>>>>

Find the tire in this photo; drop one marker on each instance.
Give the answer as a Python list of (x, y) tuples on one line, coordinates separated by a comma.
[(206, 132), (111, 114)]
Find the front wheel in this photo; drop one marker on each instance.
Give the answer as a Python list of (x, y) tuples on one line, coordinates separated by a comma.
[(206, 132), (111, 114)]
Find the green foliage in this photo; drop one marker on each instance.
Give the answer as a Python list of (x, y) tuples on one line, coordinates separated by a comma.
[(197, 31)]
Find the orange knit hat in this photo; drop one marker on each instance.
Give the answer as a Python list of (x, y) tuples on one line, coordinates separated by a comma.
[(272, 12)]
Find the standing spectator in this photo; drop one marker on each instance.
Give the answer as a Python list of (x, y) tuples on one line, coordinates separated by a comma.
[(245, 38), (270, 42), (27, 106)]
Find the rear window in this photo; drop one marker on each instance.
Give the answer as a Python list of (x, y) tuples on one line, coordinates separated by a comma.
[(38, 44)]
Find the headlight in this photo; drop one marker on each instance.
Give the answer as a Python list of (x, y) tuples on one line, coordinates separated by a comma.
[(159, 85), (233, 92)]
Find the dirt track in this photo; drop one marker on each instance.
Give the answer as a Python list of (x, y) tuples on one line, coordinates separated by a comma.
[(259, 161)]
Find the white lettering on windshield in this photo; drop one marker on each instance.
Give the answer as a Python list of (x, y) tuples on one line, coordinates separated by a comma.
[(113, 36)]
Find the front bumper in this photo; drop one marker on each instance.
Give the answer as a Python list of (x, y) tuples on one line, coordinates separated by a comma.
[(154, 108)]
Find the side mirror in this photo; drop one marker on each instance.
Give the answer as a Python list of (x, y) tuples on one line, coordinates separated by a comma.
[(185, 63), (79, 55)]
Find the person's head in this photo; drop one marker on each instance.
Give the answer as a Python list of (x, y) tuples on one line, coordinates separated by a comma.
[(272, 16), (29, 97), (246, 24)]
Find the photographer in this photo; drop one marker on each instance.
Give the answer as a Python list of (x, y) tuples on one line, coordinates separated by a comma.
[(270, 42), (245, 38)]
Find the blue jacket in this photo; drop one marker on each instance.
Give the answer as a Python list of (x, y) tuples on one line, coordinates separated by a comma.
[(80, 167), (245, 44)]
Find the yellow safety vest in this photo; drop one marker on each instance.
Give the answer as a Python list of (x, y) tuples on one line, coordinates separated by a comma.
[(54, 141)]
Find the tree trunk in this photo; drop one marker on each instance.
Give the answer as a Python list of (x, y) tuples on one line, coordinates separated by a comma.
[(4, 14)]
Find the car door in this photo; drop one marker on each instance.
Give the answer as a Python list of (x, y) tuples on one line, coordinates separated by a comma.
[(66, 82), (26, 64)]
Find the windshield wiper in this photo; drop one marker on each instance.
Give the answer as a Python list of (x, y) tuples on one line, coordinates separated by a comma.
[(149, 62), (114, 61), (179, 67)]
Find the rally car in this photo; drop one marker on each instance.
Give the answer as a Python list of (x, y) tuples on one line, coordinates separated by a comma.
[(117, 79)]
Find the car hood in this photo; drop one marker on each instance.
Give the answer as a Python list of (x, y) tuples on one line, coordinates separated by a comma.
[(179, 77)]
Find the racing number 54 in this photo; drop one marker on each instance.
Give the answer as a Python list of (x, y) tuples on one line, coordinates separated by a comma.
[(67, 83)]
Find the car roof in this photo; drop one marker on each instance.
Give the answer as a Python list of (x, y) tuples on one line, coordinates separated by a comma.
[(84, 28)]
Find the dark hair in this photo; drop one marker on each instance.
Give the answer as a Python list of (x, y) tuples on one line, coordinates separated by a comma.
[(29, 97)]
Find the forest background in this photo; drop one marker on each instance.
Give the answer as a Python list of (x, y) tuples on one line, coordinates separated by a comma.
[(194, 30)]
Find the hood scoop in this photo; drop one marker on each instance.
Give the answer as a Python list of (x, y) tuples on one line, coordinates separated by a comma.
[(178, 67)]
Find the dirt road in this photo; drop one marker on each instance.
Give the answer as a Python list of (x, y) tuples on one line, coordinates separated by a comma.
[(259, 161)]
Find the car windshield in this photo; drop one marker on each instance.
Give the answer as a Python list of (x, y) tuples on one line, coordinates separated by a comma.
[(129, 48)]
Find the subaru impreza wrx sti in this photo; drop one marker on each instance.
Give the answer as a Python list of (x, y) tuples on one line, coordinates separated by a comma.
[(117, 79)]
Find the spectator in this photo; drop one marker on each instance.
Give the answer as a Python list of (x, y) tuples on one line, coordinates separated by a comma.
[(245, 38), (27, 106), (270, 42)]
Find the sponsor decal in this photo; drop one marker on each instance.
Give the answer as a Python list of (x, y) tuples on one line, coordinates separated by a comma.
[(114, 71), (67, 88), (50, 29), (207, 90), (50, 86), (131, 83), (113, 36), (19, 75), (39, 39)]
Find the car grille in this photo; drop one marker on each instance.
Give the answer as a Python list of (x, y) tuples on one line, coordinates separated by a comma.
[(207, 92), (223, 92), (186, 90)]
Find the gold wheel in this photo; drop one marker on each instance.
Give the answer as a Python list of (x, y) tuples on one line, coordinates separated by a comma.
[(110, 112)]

<<<<

WHAT NEEDS TO BE DONE
Retype all of the records so that every line matches the original exactly.

OUTPUT OF THE TASK
Find the tire in this photo; drop one marker on each instance.
Give the answer as a Python list of (x, y) tuples on one line, coordinates separated by a comma.
[(206, 132), (111, 114)]
Find the front wheel in this photo; drop one marker on each instance.
Give the answer as a Python list of (x, y) tuples on one line, coordinates separated by a comma.
[(206, 132), (111, 114)]
Find the green foliage in this photo; drop one marker on each instance.
Give the answer as a Python list of (x, y) tuples on one line, coordinates separated by a comma.
[(197, 31)]
Find the orange knit hat in this photo; drop one marker on each instance.
Give the answer as a Python list of (x, y) tuples on one line, coordinates separated by a comma.
[(272, 12)]
Find the standing spectator in this photo; drop one marker on each instance.
Give the answer as a Python list of (x, y) tuples on one line, coordinates separated by a comma.
[(245, 38), (270, 42), (27, 106)]
Find the rear window in this photo; drop one marker on each instance.
Give the answer as a Python list of (x, y) tuples on one line, coordinates separated by a comma.
[(38, 44)]
Find the headlight in this photo; drop one marker on each instance.
Give the answer as a Python list of (x, y) tuples on one line, coordinates separated by a comma.
[(159, 85), (233, 92)]
Find the dirt track in this photo; drop one marker on each instance.
Give the answer as a Python list of (x, y) tuples on one line, coordinates separated by a comma.
[(259, 161)]
Find the white lettering on windshield in this photo; drop one marker on each instance.
Give the answer as a Python list of (x, y) tuples on one line, coordinates separated by a comma.
[(113, 36)]
Find the front bumper in this photo; drop one marker on each instance.
Give the answer as a Python list of (x, y) tuples on one line, coordinates separated by a comma.
[(154, 108)]
Find the side mirror in this photo; drop one marker on each instance.
Give the answer as a Python list of (x, y) tuples on one line, coordinates separated by a comma.
[(185, 63), (79, 55)]
Find the person's head in this photo; drop one marker on each instance.
Give the answer as a Python list of (x, y) tuples on one line, coordinates separated by a comma.
[(272, 16), (29, 97), (246, 24)]
Find the photographer in this photo; drop one marker on each instance.
Give the answer as a Python list of (x, y) tuples on one line, coordinates separated by a comma.
[(270, 42), (245, 38)]
Find the blue jacket in this photo; drop one marker on each instance.
Give the answer as a Python list of (x, y) tuples on one line, coordinates separated by a comma.
[(80, 167), (245, 44)]
Find the yellow safety vest in this photo; drop one marker on each instance.
Give the answer as a Python list of (x, y) tuples on one line, coordinates separated by a comma.
[(54, 141)]
Find the tree trunk in this photo; drop one marker on each instance.
Give the answer as a Python list of (x, y) tuples on one line, coordinates separated by a comma.
[(4, 14)]
Find the car door in this photo; drop one marker on each instance.
Give the answer as a Python list of (x, y) tuples on one line, coordinates separated by a comma.
[(66, 82), (26, 64)]
Find the windshield wiper in this photo; drop one marker on each instance.
Give the answer as a Python list of (x, y) tuples on one line, coordinates separated by a comma.
[(149, 62), (114, 61), (179, 67)]
Find the rally car in this photo; drop one marker on each instance.
Give the answer as a Python list of (x, y) tuples on one line, coordinates separated by a comma.
[(117, 79)]
Find the car hood in this photo; drop one marker on each instance.
Give the answer as a Python list of (x, y) tuples on one line, coordinates separated by a comma.
[(179, 77)]
Find the racing number 54 in this photo; drop one marker on each instance.
Give the answer as a Python list of (x, y) tuples on one line, coordinates separated by a comma.
[(67, 83)]
Find the car roof in this photo; drop one marker on each instance.
Give the answer as a Python list of (x, y) tuples on one line, coordinates separated by a comma.
[(84, 28)]
Find the dark hair in this photo; drop one marker on each instance.
Give the answer as a Python list of (x, y) tuples on one line, coordinates separated by a comma.
[(29, 97)]
Find the forest background in this photo; drop one marker on each instance.
Give the answer as a Python list of (x, y) tuples on one line, coordinates separated by a comma.
[(194, 30)]
Find the hood scoop in this photo; drop one marker on each instance.
Give the answer as a Python list of (x, y) tuples on one line, coordinates separated by a comma.
[(178, 67)]
Find the dirt road in this photo; drop one marker on each instance.
Give the answer as a Python list of (x, y) tuples on one line, coordinates separated by a comma.
[(259, 161)]
Find the car windshield in this photo; drop one marker on each instance.
Give the answer as a Python list of (x, y) tuples on one line, coordinates separated by a comma.
[(129, 48)]
Find the subaru impreza wrx sti in this photo; drop one marker on each instance.
Give the answer as a Python list of (x, y) tuples on one line, coordinates separated by a comma.
[(117, 79)]
Find the spectator in this photo; drop one marker on each instance.
Give the answer as a Python list of (x, y) tuples on one line, coordinates separated by a comma.
[(245, 38), (27, 106), (270, 42)]
Find the sponsor decal in this photo; drop one marker on each instance.
Give the answer as a Python list of (x, y) tuples on one line, coordinates separated by a comma.
[(114, 71), (67, 88), (50, 29), (207, 90), (50, 86), (131, 83), (113, 36), (19, 75), (39, 39)]
Find the car grille in this photo; drop one marker on each instance.
Give the answer as a Python list of (x, y) tuples on one line, coordinates separated by a comma.
[(207, 92), (223, 92), (186, 90)]
Find the gold wheel in this photo; drop one marker on each instance.
Give the answer as a Python list of (x, y) tuples on one line, coordinates separated by a comma.
[(110, 112)]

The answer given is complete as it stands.